■ **Exercise details**: Every record should be written out exactly, please.

[Dataset excerpt]
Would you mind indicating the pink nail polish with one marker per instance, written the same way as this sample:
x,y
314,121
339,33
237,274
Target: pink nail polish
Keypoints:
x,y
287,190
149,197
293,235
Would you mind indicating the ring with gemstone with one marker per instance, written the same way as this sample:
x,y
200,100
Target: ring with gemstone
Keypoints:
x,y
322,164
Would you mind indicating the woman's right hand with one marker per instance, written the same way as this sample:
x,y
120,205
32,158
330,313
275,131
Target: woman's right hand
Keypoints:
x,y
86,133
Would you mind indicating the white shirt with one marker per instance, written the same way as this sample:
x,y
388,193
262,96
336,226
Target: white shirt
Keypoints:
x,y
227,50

■ **Full output**:
Would you mind indicating the pink nail polish with one marker per instance, written the same way as this sample:
x,y
314,121
339,33
237,274
Target: pink nail polish
Keypoints:
x,y
287,190
149,197
293,235
Would you mind indicating the ring with gemstone with one marker per instance, written the same way as this sample:
x,y
200,100
Target: ring with gemstone
Keypoints:
x,y
322,164
Would you mind indicating the woman's right hand with one marker per instance, written the same way as this sample:
x,y
120,205
32,158
330,313
275,131
Target: woman's right hand
Keypoints:
x,y
86,133
Would you mind indicating the white shirt with one marker per instance, written the same way as this sample:
x,y
388,193
262,96
336,226
Target: white shirt
Keypoints:
x,y
227,50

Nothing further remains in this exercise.